- What you should do
Return every one of the entries below word for word, without adding, dropping, or changing anything.

╔══

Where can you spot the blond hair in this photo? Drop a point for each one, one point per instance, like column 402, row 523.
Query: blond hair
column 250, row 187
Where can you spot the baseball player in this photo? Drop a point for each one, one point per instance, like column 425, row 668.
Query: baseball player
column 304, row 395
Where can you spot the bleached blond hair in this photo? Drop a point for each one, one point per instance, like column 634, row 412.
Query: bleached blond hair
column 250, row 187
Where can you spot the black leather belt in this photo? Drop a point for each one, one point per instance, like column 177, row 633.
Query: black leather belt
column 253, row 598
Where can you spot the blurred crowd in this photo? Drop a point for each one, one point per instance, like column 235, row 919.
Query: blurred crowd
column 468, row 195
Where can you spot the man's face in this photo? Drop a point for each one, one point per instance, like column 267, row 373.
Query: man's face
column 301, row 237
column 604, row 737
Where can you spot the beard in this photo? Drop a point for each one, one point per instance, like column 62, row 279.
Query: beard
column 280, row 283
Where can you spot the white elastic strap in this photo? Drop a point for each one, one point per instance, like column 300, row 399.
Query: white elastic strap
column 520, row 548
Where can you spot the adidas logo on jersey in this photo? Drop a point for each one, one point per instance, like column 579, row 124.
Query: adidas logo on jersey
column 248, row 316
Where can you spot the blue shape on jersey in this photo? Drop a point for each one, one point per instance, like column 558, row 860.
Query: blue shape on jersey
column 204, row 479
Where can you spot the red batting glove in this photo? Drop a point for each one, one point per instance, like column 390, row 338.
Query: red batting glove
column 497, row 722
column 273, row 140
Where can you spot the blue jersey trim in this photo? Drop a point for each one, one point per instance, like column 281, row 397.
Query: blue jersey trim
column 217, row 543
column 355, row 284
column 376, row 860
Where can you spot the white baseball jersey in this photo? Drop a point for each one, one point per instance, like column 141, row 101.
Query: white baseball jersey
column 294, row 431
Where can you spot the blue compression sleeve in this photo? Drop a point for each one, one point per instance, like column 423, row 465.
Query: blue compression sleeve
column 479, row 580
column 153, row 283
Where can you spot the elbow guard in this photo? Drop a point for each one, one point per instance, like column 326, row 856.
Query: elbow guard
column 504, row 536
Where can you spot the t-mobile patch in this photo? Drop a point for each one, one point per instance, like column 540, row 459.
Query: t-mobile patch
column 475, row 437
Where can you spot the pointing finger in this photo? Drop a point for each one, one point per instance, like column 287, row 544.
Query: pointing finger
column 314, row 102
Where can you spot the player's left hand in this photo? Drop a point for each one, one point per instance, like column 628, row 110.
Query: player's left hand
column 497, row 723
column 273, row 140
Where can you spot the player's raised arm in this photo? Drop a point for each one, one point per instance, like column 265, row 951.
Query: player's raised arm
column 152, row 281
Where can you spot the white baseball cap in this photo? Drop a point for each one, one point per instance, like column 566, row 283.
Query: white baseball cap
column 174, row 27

╚══

- Full answer
Where can you spot the blond hair in this photo? Drop a point for each one, one point per instance, like column 402, row 523.
Query: blond hair
column 250, row 187
Where can you spot the baseball player in this photo? Drop a point for each one, one point per instance, like column 425, row 668.
Query: baseball player
column 304, row 395
Where can you spot the bleached blond hair in this photo? Drop a point for each one, one point per instance, like column 634, row 412.
Query: bleached blond hair
column 250, row 187
Where can you spot the black leather belt in this photo? Drop a point for each one, one point per instance, like column 177, row 633.
Query: black leather belt
column 253, row 598
Where can you spot the blurred crowd in this photo? Drop a point for each one, one point per instance, like column 235, row 919.
Query: blurred crowd
column 468, row 195
Where can you spot the man's face in this photo? Drop a point for each one, one point per instance, like column 267, row 373.
Query: man's face
column 301, row 237
column 604, row 737
Where can you spot the beard in this photo? Drop a point for each one, one point per instance, like column 62, row 279.
Query: beard
column 280, row 283
Where can you spot the white elastic strap in this photo? Drop a point for each one, one point per instance, like column 300, row 399.
Query: white elastic strap
column 520, row 548
Where can you spot the adidas logo on jersey in this photo? Drop a point for each one, one point per instance, like column 579, row 124.
Query: adidas logo on jersey
column 248, row 316
Where can you spot the blue shape on jersey in this photo? Drop a point for each one, one point per instance, like column 558, row 860.
Query: blue shape on jersey
column 204, row 479
Where can you spot the red batting glove in this photo? Drop a point for each one, one point per instance, like column 390, row 338.
Query: red batting glove
column 497, row 722
column 273, row 140
Where can you spot the blue jersey trim in this photo? Drop a point for each one, one point per instance, like column 281, row 397.
Query: blue jersey trim
column 217, row 543
column 355, row 284
column 376, row 860
Where can you spot the white baseball jersey in this photo? Drop a point for each one, one point per instance, like column 141, row 101.
Query: white baseball jersey
column 294, row 431
Where can you spot the blue compression sleeve in this photo? Drop a point for each one, one point per instance, like column 423, row 465.
Query: blue compression sleeve
column 479, row 580
column 153, row 283
Where can you spot the elbow guard in this photo? Drop a point for each one, one point per instance, like column 326, row 856.
Query: elbow guard
column 504, row 536
Where can you spot the t-mobile patch in this photo? Drop a point for each one, one point per instance, like column 540, row 459.
Query: t-mobile patch
column 475, row 437
Where can you spot the pointing finger in this photo? Drop a point for each one, one point per instance, like column 287, row 544.
Query: pointing finger
column 314, row 102
Where can you spot the player's left hand in this photo? Drop a point for each one, one point per instance, like column 628, row 110.
Query: player's left hand
column 497, row 723
column 273, row 140
Where can you spot the player's raised arm in this photo? Drop a point for each one, one point per instance, like column 265, row 951.
Query: player's raised arm
column 152, row 281
Where can you spot the white baseball cap in this photo? Drop a point for each one, one point per instance, like column 566, row 283.
Query: white baseball cap
column 174, row 27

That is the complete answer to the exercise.